[Point annotation dataset records]

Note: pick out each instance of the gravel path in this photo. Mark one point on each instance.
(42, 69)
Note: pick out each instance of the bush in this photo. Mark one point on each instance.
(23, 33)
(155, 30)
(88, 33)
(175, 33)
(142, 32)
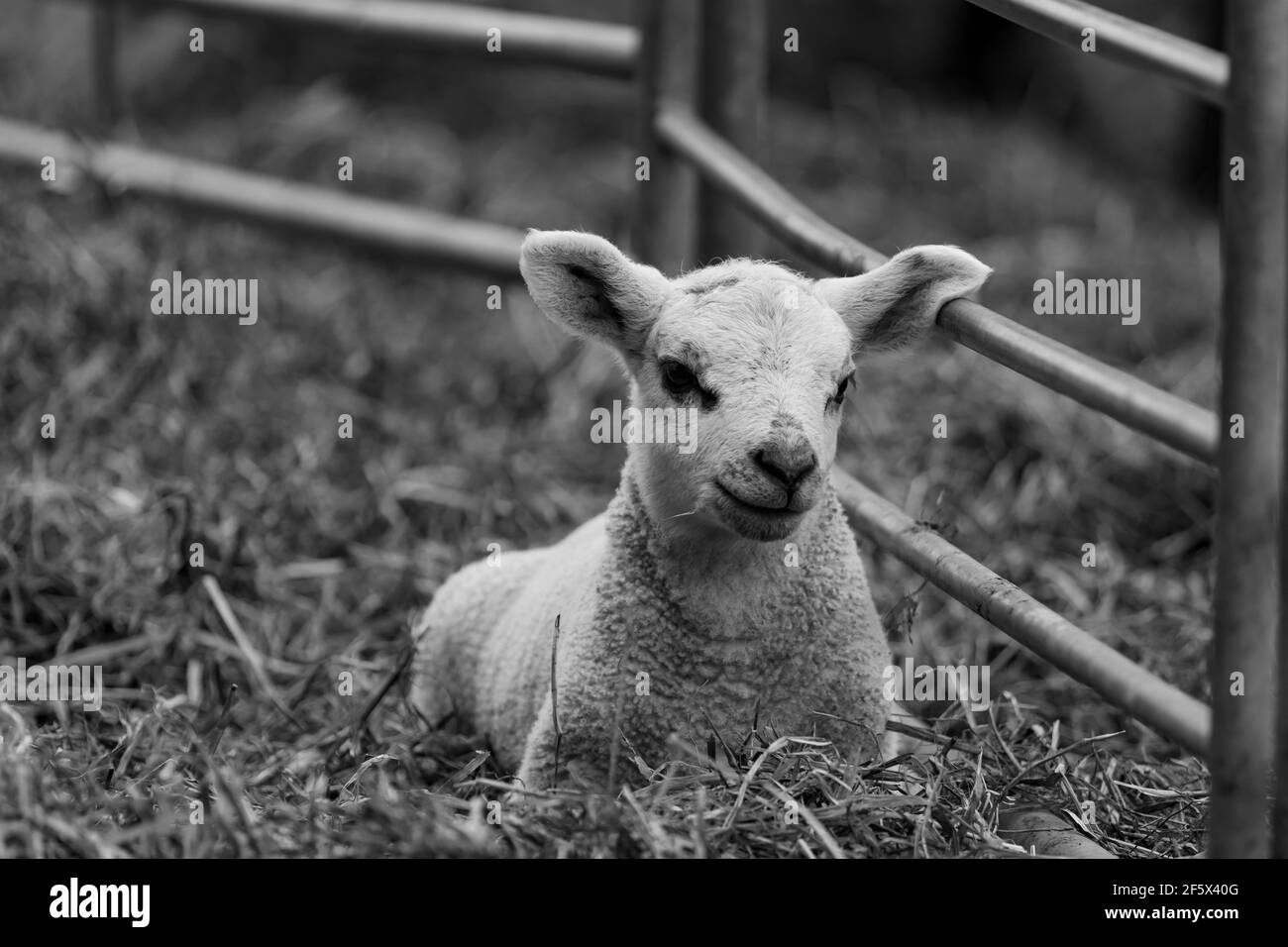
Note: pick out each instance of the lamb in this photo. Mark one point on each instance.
(722, 586)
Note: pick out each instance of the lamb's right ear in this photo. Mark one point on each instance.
(587, 285)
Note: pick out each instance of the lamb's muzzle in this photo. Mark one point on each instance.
(722, 581)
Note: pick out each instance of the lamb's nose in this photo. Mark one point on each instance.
(786, 464)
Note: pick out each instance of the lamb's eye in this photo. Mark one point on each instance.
(842, 388)
(678, 377)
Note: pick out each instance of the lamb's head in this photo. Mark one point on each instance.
(759, 357)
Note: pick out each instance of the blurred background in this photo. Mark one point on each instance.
(472, 424)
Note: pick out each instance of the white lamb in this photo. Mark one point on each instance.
(722, 585)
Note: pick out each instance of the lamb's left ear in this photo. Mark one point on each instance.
(590, 287)
(898, 300)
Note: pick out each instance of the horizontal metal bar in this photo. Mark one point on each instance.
(1168, 710)
(761, 196)
(1127, 399)
(1192, 65)
(1140, 406)
(604, 48)
(378, 223)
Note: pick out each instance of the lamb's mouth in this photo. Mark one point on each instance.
(782, 513)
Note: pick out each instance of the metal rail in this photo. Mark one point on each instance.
(603, 48)
(1085, 659)
(1192, 65)
(1254, 299)
(1127, 399)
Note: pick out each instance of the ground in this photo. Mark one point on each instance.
(231, 725)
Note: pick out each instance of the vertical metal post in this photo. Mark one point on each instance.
(734, 69)
(103, 64)
(1254, 247)
(665, 222)
(1279, 805)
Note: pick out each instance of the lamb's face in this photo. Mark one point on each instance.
(758, 356)
(763, 368)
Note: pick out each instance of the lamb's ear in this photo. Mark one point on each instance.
(898, 300)
(587, 285)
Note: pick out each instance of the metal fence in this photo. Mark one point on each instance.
(699, 72)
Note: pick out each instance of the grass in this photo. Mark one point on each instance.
(265, 690)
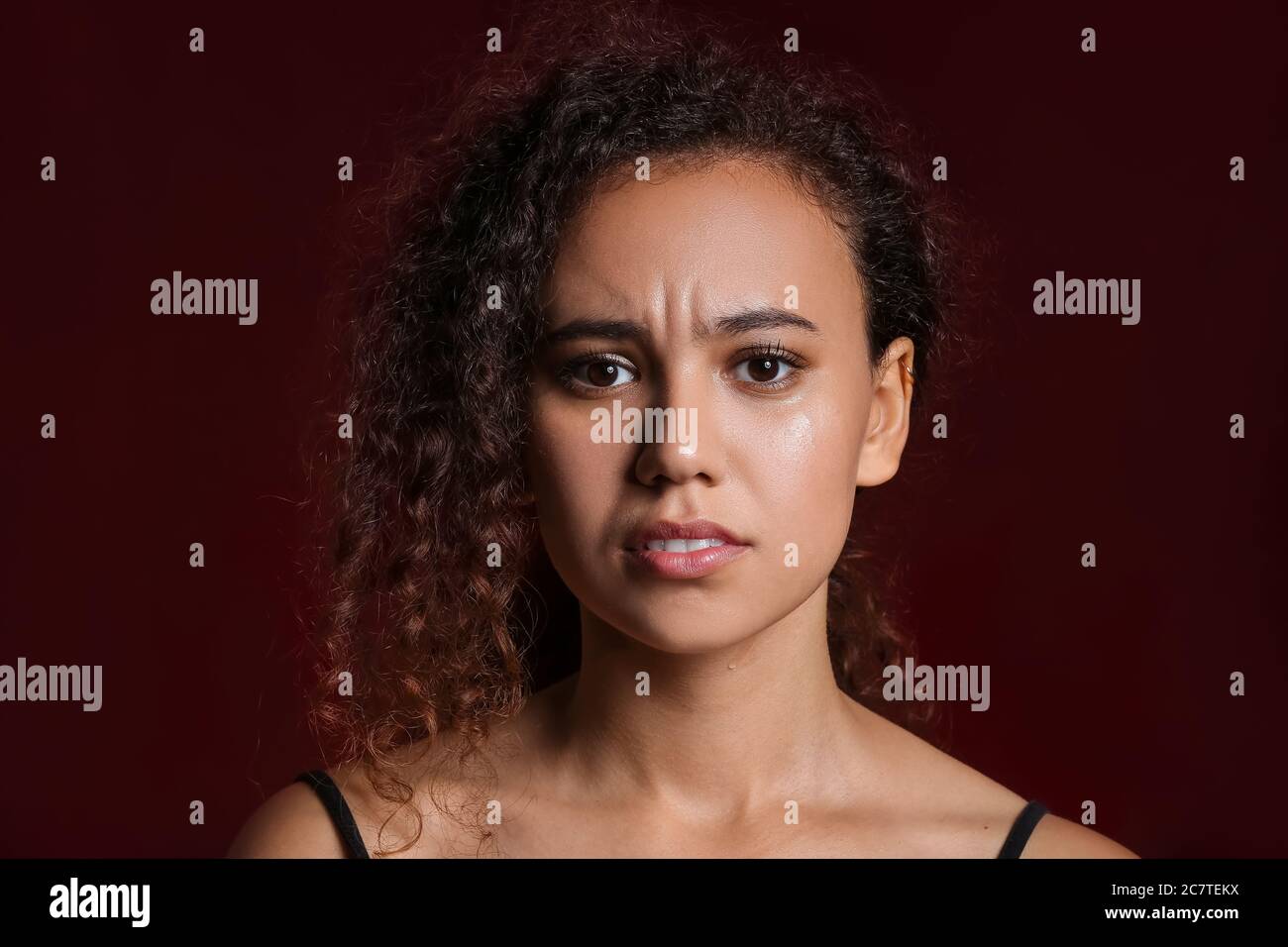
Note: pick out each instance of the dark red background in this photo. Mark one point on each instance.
(1108, 684)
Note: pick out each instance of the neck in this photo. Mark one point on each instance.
(720, 732)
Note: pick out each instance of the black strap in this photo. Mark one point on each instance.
(1021, 828)
(339, 810)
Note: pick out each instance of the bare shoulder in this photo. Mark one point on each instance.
(975, 812)
(1060, 838)
(294, 822)
(290, 823)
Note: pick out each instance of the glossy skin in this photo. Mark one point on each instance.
(742, 715)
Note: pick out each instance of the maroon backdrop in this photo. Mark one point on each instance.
(1108, 684)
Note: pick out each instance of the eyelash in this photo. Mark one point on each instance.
(761, 351)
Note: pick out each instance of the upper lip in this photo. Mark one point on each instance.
(694, 530)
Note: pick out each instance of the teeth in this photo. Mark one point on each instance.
(682, 545)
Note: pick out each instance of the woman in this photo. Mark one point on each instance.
(653, 219)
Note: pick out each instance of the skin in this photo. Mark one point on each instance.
(743, 716)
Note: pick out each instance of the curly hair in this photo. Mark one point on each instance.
(432, 638)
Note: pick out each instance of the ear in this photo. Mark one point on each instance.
(888, 416)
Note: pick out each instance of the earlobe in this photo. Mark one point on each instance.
(888, 420)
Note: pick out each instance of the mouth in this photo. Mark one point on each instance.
(684, 551)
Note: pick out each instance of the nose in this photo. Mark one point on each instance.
(694, 445)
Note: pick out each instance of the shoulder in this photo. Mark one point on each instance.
(1060, 838)
(294, 822)
(290, 823)
(974, 813)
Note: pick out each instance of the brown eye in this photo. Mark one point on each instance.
(596, 372)
(601, 373)
(763, 368)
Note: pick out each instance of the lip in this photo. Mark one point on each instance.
(687, 565)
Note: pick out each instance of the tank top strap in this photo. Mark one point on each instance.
(1020, 830)
(339, 810)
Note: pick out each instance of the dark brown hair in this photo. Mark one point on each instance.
(437, 641)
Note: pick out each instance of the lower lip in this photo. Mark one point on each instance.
(699, 562)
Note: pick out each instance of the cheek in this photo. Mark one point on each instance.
(805, 476)
(572, 475)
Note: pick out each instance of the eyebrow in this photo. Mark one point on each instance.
(752, 320)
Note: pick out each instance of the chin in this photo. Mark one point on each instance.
(684, 631)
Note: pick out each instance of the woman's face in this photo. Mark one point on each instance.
(726, 296)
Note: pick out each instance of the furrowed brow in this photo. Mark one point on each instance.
(758, 318)
(754, 320)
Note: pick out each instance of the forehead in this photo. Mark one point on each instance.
(695, 241)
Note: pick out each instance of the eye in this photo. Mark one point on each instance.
(596, 371)
(769, 368)
(763, 369)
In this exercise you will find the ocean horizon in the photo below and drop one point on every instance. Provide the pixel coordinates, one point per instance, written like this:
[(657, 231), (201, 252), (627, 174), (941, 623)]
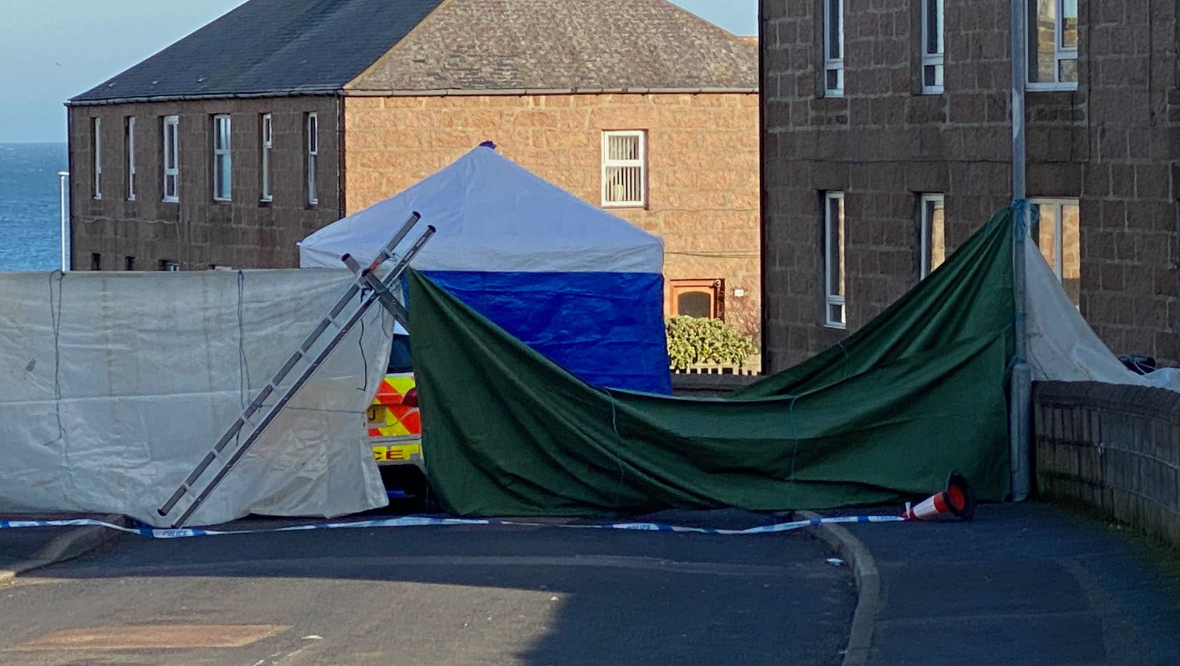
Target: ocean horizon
[(30, 206)]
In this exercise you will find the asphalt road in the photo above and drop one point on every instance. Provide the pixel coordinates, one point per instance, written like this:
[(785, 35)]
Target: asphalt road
[(454, 596)]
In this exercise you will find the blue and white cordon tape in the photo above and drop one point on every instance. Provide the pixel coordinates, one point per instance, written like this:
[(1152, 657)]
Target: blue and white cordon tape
[(423, 521)]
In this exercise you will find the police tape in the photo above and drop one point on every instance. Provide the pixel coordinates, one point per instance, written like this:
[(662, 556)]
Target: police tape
[(425, 521)]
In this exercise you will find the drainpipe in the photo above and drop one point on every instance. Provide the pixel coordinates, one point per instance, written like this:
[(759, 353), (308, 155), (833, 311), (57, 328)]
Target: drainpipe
[(64, 184), (1021, 389)]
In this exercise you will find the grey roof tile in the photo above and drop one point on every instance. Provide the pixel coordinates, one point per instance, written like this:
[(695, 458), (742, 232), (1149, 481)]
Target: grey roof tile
[(271, 46), (325, 46)]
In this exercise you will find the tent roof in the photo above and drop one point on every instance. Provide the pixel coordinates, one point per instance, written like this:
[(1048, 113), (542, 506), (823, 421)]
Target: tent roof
[(492, 215)]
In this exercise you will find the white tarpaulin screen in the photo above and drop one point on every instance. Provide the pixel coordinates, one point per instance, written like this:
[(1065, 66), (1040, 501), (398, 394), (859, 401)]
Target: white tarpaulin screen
[(1062, 346), (493, 215), (115, 385)]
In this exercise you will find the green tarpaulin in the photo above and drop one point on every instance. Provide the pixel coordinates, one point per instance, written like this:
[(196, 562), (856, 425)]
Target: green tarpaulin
[(916, 393)]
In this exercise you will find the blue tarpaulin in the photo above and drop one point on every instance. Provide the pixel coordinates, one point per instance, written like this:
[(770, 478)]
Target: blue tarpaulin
[(576, 283)]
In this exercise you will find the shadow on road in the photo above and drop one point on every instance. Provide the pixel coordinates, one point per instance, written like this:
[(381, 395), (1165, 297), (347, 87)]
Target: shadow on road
[(535, 595)]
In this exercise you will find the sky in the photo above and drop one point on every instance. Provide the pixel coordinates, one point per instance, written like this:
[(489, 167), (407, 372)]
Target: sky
[(53, 50)]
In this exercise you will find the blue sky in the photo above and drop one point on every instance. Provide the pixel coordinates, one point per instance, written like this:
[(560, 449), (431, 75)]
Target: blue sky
[(56, 49)]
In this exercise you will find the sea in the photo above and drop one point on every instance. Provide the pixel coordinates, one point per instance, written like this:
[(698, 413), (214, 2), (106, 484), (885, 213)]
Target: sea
[(31, 206)]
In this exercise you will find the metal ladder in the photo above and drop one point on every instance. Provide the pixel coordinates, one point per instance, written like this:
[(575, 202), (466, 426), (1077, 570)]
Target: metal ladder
[(371, 288)]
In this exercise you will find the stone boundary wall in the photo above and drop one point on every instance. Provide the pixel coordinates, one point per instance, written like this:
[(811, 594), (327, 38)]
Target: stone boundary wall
[(1114, 448)]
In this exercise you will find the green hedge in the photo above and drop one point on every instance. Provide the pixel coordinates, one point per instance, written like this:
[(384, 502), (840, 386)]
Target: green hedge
[(694, 340)]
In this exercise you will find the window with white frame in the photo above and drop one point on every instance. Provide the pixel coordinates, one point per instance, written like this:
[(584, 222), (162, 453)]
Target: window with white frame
[(932, 220), (313, 157), (268, 143), (1056, 229), (834, 240), (223, 164), (96, 148), (129, 149), (1053, 44), (932, 46), (624, 168), (833, 47), (171, 162)]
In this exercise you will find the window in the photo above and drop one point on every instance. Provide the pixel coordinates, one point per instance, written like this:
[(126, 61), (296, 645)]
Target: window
[(1053, 44), (223, 167), (932, 47), (171, 161), (834, 240), (624, 169), (313, 156), (697, 298), (933, 232), (833, 49), (129, 148), (96, 147), (1056, 230), (267, 144)]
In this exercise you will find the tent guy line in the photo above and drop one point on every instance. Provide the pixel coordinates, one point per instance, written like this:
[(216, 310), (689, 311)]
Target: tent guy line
[(424, 521)]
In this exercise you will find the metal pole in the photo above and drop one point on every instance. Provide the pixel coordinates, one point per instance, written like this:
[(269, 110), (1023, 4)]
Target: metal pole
[(1021, 390), (63, 183)]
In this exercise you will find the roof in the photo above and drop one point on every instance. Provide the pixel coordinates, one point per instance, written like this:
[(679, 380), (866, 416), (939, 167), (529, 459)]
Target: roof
[(562, 45), (280, 47), (270, 47)]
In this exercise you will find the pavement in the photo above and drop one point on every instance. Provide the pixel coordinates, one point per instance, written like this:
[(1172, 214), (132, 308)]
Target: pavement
[(452, 595), (1026, 585)]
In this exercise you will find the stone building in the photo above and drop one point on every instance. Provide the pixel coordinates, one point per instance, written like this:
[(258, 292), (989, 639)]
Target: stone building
[(887, 143), (233, 144)]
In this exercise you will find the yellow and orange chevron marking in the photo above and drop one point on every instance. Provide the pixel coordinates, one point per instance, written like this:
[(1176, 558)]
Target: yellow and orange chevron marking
[(392, 418)]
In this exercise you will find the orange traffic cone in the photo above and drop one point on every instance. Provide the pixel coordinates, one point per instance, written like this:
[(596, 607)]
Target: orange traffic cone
[(957, 500)]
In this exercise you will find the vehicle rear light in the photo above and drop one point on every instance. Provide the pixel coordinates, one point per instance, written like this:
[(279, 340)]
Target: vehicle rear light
[(411, 398)]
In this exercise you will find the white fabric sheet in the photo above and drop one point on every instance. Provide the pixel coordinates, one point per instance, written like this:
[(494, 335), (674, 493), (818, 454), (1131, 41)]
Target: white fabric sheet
[(492, 215), (115, 385), (1062, 346)]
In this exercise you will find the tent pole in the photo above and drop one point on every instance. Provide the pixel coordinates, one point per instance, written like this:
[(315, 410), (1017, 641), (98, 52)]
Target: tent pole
[(1022, 377)]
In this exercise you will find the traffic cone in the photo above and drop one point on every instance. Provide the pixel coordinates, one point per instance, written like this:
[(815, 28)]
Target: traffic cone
[(957, 501)]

▶ [The exercise]
Rewrite everything in the data from the line containing "In this exercise you will find the stone boundary" down to the line containing "[(1114, 448)]", including the requests, and shift each coordinate in the answers by -49.

▶ [Answer to the problem]
In this exercise you will find the stone boundary wall in the photo above and drop one point on every instance. Provide the pixel coordinates, one point per instance, written like this:
[(811, 594), (327, 38)]
Target: stone boundary wall
[(1065, 399)]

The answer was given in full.